Textabschnitt:

# # # # # # #

Dezember 1994 |
941201 |
ENERGIE-CHRONIK |
Der sogenannte Kohlepfennig ist mit dem Grundgesetz unvereinbar. Dies erkannte der zweite Senat des Bundesverfassungsgerichts in einem Beschluß vom 11.10., der am 7.12. veröffentlicht wurde. Das Gericht wertet die entsprechenden Regelungen des Dritten Verstromungsgesetzes als eine unzulässige "Sonderabgabe". Die beanstandeten Vorschriften dürfen nur noch bis Ende 1995 angewendet werden. Die Verlängerung des Kohlepfennigs auf 1996 durch das im Mai verabschiedete Energie-Artikelgesetz ist damit unzulässig und muß durch eine andere Lösung zur Finanzierung der Steinkohleverstromung ersetzt werden. Das Urteil ist ferner von erheblicher Bedeutung für die Beurteilung des Stromeinspeisungsgesetzes vom 1.1.1991, das die Stromverbraucher in ähnlicher Weise mit einer Sonderabgabe belastet (Handelsblatt, 18.12.; FAZ, 18.12; siehe auch 940501 u. 941118).

# # # # # # #

Kurze Übung 1:
Schreiben Sie aus dem Text über den Kohlepfennig die Stelle wortgetreu ab, die bei den Worten "Dezember 1994 |" beginnt und nach "940501 u. 941118)." endet.
Die Datensätze haben mit dem Text über den Kohlepfennig nichts zu tun.

Einträge des Datensatzes:
# # # # # # #

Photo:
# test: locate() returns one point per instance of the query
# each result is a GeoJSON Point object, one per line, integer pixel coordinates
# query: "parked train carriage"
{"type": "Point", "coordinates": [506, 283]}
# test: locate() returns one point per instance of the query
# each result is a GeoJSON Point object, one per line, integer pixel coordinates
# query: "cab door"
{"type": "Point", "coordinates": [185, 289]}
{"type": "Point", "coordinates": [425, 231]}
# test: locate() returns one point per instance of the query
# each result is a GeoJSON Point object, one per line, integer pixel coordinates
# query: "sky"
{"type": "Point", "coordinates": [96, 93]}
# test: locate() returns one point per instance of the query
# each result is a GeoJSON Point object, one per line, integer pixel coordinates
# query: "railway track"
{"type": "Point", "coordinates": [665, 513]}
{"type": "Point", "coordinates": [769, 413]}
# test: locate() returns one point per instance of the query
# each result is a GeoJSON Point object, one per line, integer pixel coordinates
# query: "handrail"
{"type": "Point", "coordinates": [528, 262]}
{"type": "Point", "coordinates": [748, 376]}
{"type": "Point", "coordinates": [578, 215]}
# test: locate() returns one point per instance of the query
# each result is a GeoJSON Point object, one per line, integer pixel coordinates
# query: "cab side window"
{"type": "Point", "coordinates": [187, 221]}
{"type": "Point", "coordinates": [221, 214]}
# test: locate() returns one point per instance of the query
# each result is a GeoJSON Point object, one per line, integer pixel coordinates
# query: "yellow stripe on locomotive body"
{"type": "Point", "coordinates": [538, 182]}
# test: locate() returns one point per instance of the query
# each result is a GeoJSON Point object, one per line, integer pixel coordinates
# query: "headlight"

# # # # # # #

Kurze Übung 2:
Sammeln Sie aus den Datensätzen jede Zeile, in der das Wort "stripe" vorkommt, und geben Sie diese Zeilen unverändert wieder.

Erwartete Antwort 1:
Dezember 1994 |
941201 |
ENERGIE-CHRONIK |
Der sogenannte Kohlepfennig ist mit dem Grundgesetz unvereinbar. Dies erkannte der zweite Senat des Bundesverfassungsgerichts in einem Beschluß vom 11.10., der am 7.12. veröffentlicht wurde. Das Gericht wertet die entsprechenden Regelungen des Dritten Verstromungsgesetzes als eine unzulässige "Sonderabgabe". Die beanstandeten Vorschriften dürfen nur noch bis Ende 1995 angewendet werden. Die Verlängerung des Kohlepfennigs auf 1996 durch das im Mai verabschiedete Energie-Artikelgesetz ist damit unzulässig und muß durch eine andere Lösung zur Finanzierung der Steinkohleverstromung ersetzt werden. Das Urteil ist ferner von erheblicher Bedeutung für die Beurteilung des Stromeinspeisungsgesetzes vom 1.1.1991, das die Stromverbraucher in ähnlicher Weise mit einer Sonderabgabe belastet (Handelsblatt, 18.12.; FAZ, 18.12; siehe auch 940501 u. 941118).

Erwartete Antwort 2:
# query: "yellow stripe on locomotive body"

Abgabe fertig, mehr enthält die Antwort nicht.